** Start of Supplied passage **

Please help I'm a newbie at his!
 
Did this just start on a machine that has been running a while or on a new install? Can you tell us what the last thing you see before it reboots? Does it reboot at the same point every time?
 
This is a 3 day old install. I dont remember the last thing I did. It reboots right after the grup window where it asks me to pick the version of Linux so I hit enter and it goes back to rebooting. As rebooting I see a whole bunch of processes starting up!

Thanks

Please help I'm a newbie at his!
 
You know, RedHat 8 is really old and really unsupported.

My guess is that your MBR is corrupt or something early in the boot sequence has been corrupted.

That said, I'd do two things:

1) Acquire a new version of linux, say Fedora, Debian, CentOS. Centos, I've come to find, is very familiar ground for those of us who spent a lot of time doing RedHat v6, 7, 8 and v9 installs.

2) I would install that new OS and MAKE SURE to have the fdisk/disk druid/partioning step do a full format of the drive partitions being installed.

You might have a bad disk, you definitely have an old OS.

** End of Supplied passage **
** Start of Supplied information **

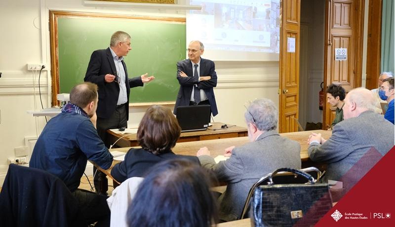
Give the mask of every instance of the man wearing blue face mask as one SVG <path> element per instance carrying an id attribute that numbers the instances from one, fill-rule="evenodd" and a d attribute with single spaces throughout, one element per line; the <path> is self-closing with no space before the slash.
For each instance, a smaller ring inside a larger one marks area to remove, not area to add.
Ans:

** End of Supplied information **

Required actions —
1 – In the forum thread about the rebooting Linux machine, how old is the install?
2 – Condense the paragraph of the rebooting-machine thread that begins "This is a 3 day old install" into a short bulleted list that keeps its main facts.
3 – Write the next reply in the forum thread about the Linux machine that keeps rebooting, picking up after its final line.

Responses for each task —
1 – It is a 3 day old install.

2 –
- The install is three days old.
- The poster doesn't remember the last thing done.
- The machine reboots right after the window that asks which version of Linux to pick.
- Pressing Enter sends it back to rebooting.
- During the reboot, many processes are seen starting up.

3 –
D.E.R. Management - IT Project Management Consulting
 
I have the same version at a different location that I intalled with the same disks and its working fine. I really dont think is the disks at all.

Please help I'm a newbie at his!
 
Do what thedaver says, you have the same version, on the same hardware? may be not... as thedaver said you, RH8.0 is very very old, forget it.. isntall Fedora, Debian, Ubuntu, whatever, but forget RH8.0

Cheers.

Chacal, Inc.
 
no thanks

I dont understand why this is not working and I want to fix it. It makes no sense why the cds are an issue. Or why I should change the O.S.

Please help I'm a newbie at his!
 
I meant BAD DISK DRIVE on the PC!

A corrupted boot sector (MBR) or faulting disk, or inappropriate BIOS configuration of the disk (depending on how old the BIOS is) could all lead to abberrant behavior on anything installed, irrespective of the linux distribution you choose.

So, please take measures to
1) Install something that is supported (i.e. a newer linux),
2) Ensure that the hard disk drive is properly configured, recognized, partitioned, and fully formatted without errors.

D.E.R. Management - IT Project Management Consulting
 
@chacalinc: "RH8.0 is very very old, forget it.. install Fedora, Debian, Ubuntu, whatever, but forget RH8.0"

I can't imagine that RH8.0 was designed to boot over and over, and got fixed at RH9.0 or something.

Perhaps your default runlevel is set (by mistake) to 'reboot'.
The default runlevel is set in /etc/inittab and is normally 3, 4 or 5:

id:3:initdefault:

I heard you may edit files using grub before booting, but I use lilo, and can not elaborate on this.
With lilo, I can choose an entry to boot (i.e.: l-2.6.12) and add manually a runlevel (l-2.6.12 3).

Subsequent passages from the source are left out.